Exercise input section start
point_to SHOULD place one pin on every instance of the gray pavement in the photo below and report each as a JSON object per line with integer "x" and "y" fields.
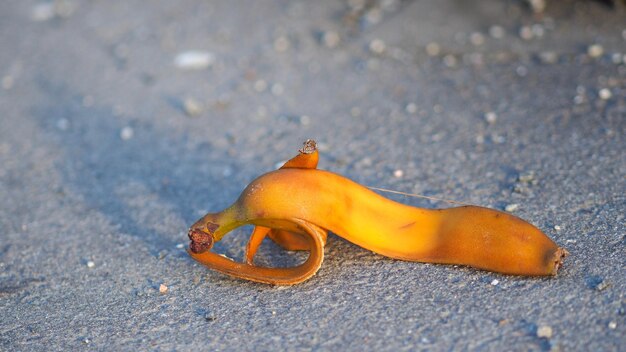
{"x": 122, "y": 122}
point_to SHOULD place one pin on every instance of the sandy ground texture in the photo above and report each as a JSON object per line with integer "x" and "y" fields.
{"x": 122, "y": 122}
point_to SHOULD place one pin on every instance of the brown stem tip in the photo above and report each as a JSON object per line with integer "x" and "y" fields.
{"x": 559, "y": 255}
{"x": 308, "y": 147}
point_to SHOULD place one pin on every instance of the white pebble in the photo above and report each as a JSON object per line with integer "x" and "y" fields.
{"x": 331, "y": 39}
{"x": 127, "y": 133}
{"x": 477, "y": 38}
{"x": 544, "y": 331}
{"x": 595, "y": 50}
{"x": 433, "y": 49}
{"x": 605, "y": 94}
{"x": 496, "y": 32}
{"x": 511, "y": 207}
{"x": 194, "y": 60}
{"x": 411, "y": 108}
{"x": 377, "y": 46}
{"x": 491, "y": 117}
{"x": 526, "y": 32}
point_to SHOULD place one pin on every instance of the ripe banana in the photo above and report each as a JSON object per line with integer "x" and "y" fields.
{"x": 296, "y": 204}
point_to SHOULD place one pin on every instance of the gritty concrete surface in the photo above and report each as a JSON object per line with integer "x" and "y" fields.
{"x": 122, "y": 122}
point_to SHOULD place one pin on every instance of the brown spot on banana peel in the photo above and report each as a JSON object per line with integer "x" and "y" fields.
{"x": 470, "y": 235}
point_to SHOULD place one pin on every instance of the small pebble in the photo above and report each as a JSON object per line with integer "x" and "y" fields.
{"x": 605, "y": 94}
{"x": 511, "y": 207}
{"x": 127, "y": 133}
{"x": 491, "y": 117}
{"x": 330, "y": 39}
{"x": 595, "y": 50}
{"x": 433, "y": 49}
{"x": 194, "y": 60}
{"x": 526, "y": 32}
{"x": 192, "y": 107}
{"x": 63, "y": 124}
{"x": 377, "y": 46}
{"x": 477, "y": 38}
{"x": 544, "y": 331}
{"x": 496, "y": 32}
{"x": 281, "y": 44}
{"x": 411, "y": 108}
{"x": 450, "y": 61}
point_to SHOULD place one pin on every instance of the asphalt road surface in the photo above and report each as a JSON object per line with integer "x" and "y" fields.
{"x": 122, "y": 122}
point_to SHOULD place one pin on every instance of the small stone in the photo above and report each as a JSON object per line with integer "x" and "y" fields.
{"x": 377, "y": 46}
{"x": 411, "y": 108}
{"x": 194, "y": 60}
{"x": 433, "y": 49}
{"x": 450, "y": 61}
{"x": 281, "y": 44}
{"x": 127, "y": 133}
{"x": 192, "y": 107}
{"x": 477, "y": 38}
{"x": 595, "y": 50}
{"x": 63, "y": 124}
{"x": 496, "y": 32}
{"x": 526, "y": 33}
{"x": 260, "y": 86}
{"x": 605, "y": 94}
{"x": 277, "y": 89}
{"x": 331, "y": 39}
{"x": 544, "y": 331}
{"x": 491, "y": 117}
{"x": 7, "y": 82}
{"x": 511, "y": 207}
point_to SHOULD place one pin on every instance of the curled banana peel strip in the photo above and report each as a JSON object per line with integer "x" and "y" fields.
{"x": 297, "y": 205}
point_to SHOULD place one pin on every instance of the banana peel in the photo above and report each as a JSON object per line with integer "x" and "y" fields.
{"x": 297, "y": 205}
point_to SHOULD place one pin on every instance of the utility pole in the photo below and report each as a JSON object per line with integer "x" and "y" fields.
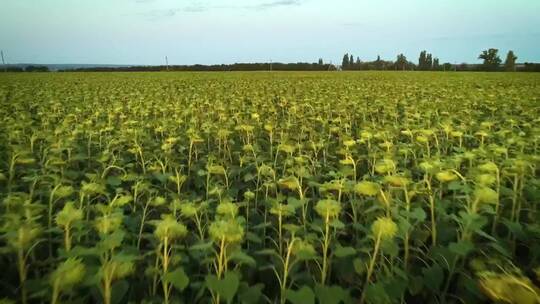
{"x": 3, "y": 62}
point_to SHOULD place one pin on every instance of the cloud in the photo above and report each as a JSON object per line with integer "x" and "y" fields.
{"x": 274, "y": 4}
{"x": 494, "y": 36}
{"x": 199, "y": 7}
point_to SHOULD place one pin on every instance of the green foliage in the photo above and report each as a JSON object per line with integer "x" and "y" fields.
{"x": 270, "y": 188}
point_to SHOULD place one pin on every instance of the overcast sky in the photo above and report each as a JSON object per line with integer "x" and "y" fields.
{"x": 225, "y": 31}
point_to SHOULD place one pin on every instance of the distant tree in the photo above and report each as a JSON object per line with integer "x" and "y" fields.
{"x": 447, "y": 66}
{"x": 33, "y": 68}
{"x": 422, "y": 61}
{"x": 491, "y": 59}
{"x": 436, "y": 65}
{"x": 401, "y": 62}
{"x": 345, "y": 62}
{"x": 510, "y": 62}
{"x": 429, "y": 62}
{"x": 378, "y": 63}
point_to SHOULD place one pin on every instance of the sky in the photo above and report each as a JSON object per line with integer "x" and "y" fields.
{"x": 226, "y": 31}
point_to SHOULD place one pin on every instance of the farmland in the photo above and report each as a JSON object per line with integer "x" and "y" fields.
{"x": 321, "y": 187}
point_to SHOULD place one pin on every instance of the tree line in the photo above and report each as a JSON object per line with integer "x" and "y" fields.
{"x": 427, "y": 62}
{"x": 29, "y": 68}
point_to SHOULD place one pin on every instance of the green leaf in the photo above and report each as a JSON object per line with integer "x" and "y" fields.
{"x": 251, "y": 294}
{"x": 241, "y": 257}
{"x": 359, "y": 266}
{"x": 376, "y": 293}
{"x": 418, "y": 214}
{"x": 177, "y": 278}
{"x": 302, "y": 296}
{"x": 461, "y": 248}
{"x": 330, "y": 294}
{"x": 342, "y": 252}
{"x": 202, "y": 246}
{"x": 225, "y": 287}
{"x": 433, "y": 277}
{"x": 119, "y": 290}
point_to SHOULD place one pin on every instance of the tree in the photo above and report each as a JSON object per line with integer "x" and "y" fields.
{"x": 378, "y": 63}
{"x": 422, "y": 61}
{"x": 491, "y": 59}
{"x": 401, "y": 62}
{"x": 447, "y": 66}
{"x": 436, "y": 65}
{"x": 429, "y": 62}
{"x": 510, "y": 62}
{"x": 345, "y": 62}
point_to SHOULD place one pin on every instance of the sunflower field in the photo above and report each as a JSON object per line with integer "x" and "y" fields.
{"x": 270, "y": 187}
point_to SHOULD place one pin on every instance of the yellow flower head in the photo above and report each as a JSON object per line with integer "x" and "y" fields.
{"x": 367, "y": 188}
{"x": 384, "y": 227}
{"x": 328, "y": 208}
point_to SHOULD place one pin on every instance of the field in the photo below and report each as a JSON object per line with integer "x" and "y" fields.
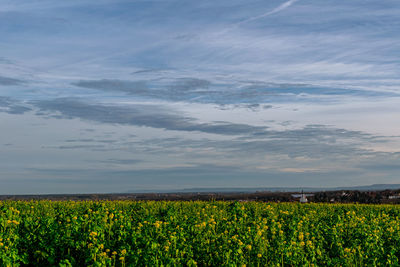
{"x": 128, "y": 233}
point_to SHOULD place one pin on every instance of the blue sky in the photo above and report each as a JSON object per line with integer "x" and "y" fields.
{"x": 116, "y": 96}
Exercise input section end
== What needs to be done ==
The records are to be duplicated in full and exactly, with images left out.

== Response to the exercise ==
point_to SHOULD place one pin on every instance of the gray pavement in the photo below and report each as a JSON object per line with integer "x" and "y" fields.
{"x": 122, "y": 122}
point_to SHOULD place one pin on every instance of the sandy ground texture in the photo above and report each as a JSON object per line with integer "x" and "y" fields.
{"x": 122, "y": 122}
point_to SHOULD place one pin on every instance of the brown stem tip in the photo above and report each as a JSON object per line with integer "x" and "y" fields.
{"x": 559, "y": 255}
{"x": 308, "y": 147}
point_to SHOULD place one pin on every instance of the white pebble in the photo above and report each as a JSON object per line with integer "x" and "y" fields.
{"x": 331, "y": 39}
{"x": 127, "y": 133}
{"x": 477, "y": 38}
{"x": 544, "y": 331}
{"x": 595, "y": 50}
{"x": 433, "y": 49}
{"x": 605, "y": 94}
{"x": 496, "y": 32}
{"x": 511, "y": 207}
{"x": 194, "y": 60}
{"x": 411, "y": 108}
{"x": 377, "y": 46}
{"x": 491, "y": 117}
{"x": 526, "y": 32}
point_to SHOULD place one pin on every instance of the ripe banana in the photo above and report each as a JSON object per line with integer "x" and "y" fields.
{"x": 296, "y": 204}
point_to SHOULD place one pin on every instance of the gritty concrete surface in the photo above and report each as a JSON object per line with integer "x" and "y" fields.
{"x": 122, "y": 122}
point_to SHOULD place one pin on every instance of the brown spot on banana peel in the photo above and report each as a JSON object per line with integer "x" and "y" fields.
{"x": 470, "y": 235}
point_to SHOULD place one pin on every instance of the small pebble in the photo above and report each as a JSON object per line with integer "x" and "y" fields.
{"x": 605, "y": 94}
{"x": 511, "y": 207}
{"x": 127, "y": 133}
{"x": 491, "y": 117}
{"x": 330, "y": 39}
{"x": 595, "y": 50}
{"x": 433, "y": 49}
{"x": 194, "y": 60}
{"x": 526, "y": 32}
{"x": 192, "y": 107}
{"x": 63, "y": 124}
{"x": 377, "y": 46}
{"x": 477, "y": 38}
{"x": 544, "y": 331}
{"x": 496, "y": 32}
{"x": 281, "y": 44}
{"x": 411, "y": 108}
{"x": 450, "y": 61}
point_to SHOULD place one pin on every instance of the asphalt road surface in the photo above and report each as a JSON object per line with integer "x" and "y" fields.
{"x": 122, "y": 122}
point_to SHOULD place one pin on every instance of the small stone in the photo above and report each as a JSON object per line with integer "x" and "y" fields.
{"x": 377, "y": 46}
{"x": 411, "y": 108}
{"x": 194, "y": 60}
{"x": 433, "y": 49}
{"x": 450, "y": 61}
{"x": 281, "y": 44}
{"x": 127, "y": 133}
{"x": 192, "y": 107}
{"x": 477, "y": 38}
{"x": 595, "y": 50}
{"x": 63, "y": 124}
{"x": 496, "y": 32}
{"x": 526, "y": 33}
{"x": 260, "y": 86}
{"x": 605, "y": 94}
{"x": 277, "y": 89}
{"x": 331, "y": 39}
{"x": 544, "y": 331}
{"x": 491, "y": 117}
{"x": 7, "y": 82}
{"x": 511, "y": 207}
point_to SHOULD place one pin on every instance of the curled banana peel strip in the photo above and report each as a JSON object per line with integer "x" and "y" fields.
{"x": 297, "y": 205}
point_to SHOULD place one pin on every instance of the banana peel in the photo above and report each as a JSON object per line with integer "x" and "y" fields.
{"x": 297, "y": 205}
point_to SHOULD place one pin on every instance of the utility pole in the photo below and report each as a JSON object per line with integer "x" and "y" fields.
{"x": 3, "y": 62}
point_to SHOULD place one pin on every instance of the cloud in the photo above and report each as a JSON object per line with integer "x" and "y" fields.
{"x": 274, "y": 4}
{"x": 494, "y": 36}
{"x": 199, "y": 7}
point_to SHOULD place one pin on every instance of the green foliage in the photo above and report each as a JSON object per line with integer "x" and "y" fields.
{"x": 270, "y": 188}
point_to SHOULD place one pin on every instance of the overcast sky in the photo above and report each as a JSON object per line with integer "x" and "y" fields.
{"x": 225, "y": 31}
point_to SHOULD place one pin on every instance of the distant tree in the photo above and report each as a JSON object per line with integer "x" and "y" fields.
{"x": 447, "y": 66}
{"x": 33, "y": 68}
{"x": 422, "y": 61}
{"x": 491, "y": 59}
{"x": 436, "y": 65}
{"x": 401, "y": 62}
{"x": 345, "y": 62}
{"x": 510, "y": 62}
{"x": 429, "y": 62}
{"x": 378, "y": 63}
point_to SHOULD place one pin on every instance of the sky in the photo above and report each as a JSON object per line with integer "x" and "y" fields.
{"x": 226, "y": 31}
point_to SHOULD place one pin on every instance of the farmland in the photo above and report each as a JSON object per line with integer "x" and "y" fields.
{"x": 321, "y": 187}
point_to SHOULD place one pin on every instance of the tree line in the photo above and report each as a JSON object per line with integer "x" and "y" fields.
{"x": 427, "y": 62}
{"x": 29, "y": 68}
point_to SHOULD place one pin on every instance of the green leaf in the photo above and report each as a JSON object per line with integer "x" and "y" fields.
{"x": 251, "y": 294}
{"x": 241, "y": 257}
{"x": 359, "y": 266}
{"x": 376, "y": 293}
{"x": 418, "y": 214}
{"x": 177, "y": 278}
{"x": 302, "y": 296}
{"x": 461, "y": 248}
{"x": 330, "y": 294}
{"x": 342, "y": 252}
{"x": 202, "y": 246}
{"x": 225, "y": 287}
{"x": 433, "y": 277}
{"x": 119, "y": 290}
point_to SHOULD place one pin on every instance of the tree in the photo above and report each as a JSON object per line with integer "x" and "y" fields.
{"x": 378, "y": 63}
{"x": 422, "y": 61}
{"x": 491, "y": 59}
{"x": 401, "y": 62}
{"x": 447, "y": 66}
{"x": 436, "y": 65}
{"x": 429, "y": 62}
{"x": 510, "y": 62}
{"x": 345, "y": 62}
point_to SHOULD place one pin on every instance of the sunflower field in the photo above and report each as a JSON object per line with integer "x" and "y" fields.
{"x": 270, "y": 187}
point_to SHOULD place one pin on every instance of the yellow flower head in the photo above and report each as a JSON object per line with integer "x" and "y" fields.
{"x": 367, "y": 188}
{"x": 384, "y": 227}
{"x": 328, "y": 208}
point_to SHOULD place one pin on every instance of the field in the photo below and report each as a JSON object per line with integer "x" and "y" fields.
{"x": 128, "y": 233}
point_to SHOULD place one pin on every instance of the blue sky in the photo above and report each as a JSON object per line with integer "x" and "y" fields.
{"x": 116, "y": 96}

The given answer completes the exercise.